*** PASSAGE SHOWN Section Begins ***
[Seminar] Dr. Valentina Basoli "Prospective in cartilage regeneration: development of in vitro osteoarthritis model for testing drugs and sensors"


Thursday, July 28, 2022 - 16:00 to 17:00


Seminar Room L4F01


Speaker: Dr. Valentina Basoli, in Disc and Cartilage Biology Group, AO Research Institute Davos (ARI)

Title: "Prospective in cartilage regeneration: development of in vitro osteoarthritis model for testing drugs and sensors"


Dr. Valentina Basoli comes from AO Forschungsinstitut Davos (Switzerland), hereinafter AO Research Institute Davos (ARI) is part of the AO Foundation, which is the biggest trauma and orthopaedic network worldwide and one of the biggest medical networks in the global scale. Within ARI, the Regenerative Orthopedics Program (RO) is a multidisciplinary team focusing on a holistic approach to tissue engineering for repair and regeneration of traumatic injuries and degenerative disorders of the musculoskeletal system. RO Program has established research activities in the field of bone, cartilage, and intervertebral disc, with a major focus on regenerative medicine, 3D printing, biosensor development, cell, and gene therapy. Specifically in the contest of gene therapy.
*** PASSAGE SHOWN Section Ends ***
*** DATA RECORDS Section Begins ***
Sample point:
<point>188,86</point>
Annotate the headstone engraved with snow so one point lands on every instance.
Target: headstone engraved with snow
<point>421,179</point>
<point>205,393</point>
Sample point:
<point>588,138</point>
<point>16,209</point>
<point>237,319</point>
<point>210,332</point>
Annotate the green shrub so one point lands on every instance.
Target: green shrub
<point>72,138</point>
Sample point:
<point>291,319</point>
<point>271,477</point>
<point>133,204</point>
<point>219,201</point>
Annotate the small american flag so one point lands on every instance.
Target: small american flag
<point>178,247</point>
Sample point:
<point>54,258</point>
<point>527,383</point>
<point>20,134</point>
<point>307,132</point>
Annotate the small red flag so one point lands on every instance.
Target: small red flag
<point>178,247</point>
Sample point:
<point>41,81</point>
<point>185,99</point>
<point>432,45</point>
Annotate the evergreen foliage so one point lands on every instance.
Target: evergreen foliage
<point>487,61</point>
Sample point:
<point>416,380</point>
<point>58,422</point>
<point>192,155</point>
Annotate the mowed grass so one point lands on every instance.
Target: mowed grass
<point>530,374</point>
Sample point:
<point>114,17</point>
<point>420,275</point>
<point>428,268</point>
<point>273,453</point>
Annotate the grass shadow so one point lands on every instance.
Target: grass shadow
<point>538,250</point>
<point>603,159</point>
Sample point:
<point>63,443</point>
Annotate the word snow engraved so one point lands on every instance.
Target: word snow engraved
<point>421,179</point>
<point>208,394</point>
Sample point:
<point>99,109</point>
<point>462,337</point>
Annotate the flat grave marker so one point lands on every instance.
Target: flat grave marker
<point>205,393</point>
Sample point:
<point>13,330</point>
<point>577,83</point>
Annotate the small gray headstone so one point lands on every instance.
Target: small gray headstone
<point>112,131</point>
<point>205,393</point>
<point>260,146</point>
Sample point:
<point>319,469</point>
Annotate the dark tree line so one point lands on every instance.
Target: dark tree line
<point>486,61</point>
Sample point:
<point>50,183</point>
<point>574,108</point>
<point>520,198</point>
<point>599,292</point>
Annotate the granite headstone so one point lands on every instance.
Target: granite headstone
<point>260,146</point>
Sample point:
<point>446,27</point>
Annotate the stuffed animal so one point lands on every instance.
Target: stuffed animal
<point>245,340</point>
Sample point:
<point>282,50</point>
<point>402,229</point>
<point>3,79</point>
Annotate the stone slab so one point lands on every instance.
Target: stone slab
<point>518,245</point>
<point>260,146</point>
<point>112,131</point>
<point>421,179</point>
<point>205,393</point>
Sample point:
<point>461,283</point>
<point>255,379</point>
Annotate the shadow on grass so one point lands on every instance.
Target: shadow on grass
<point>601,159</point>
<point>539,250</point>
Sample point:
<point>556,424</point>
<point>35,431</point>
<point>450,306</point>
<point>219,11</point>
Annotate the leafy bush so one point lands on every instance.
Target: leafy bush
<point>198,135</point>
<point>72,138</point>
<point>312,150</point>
*** DATA RECORDS Section Ends ***
Reproduce the seminar announcement word for word from "[Seminar] Dr. Valentina" up to and including "Group, AO Research Institute Davos (ARI)".

[Seminar] Dr. Valentina Basoli "Prospective in cartilage regeneration: development of in vitro osteoarthritis model for testing drugs and sensors"


Thursday, July 28, 2022 - 16:00 to 17:00


Seminar Room L4F01


Speaker: Dr. Valentina Basoli, in Disc and Cartilage Biology Group, AO Research Institute Davos (ARI)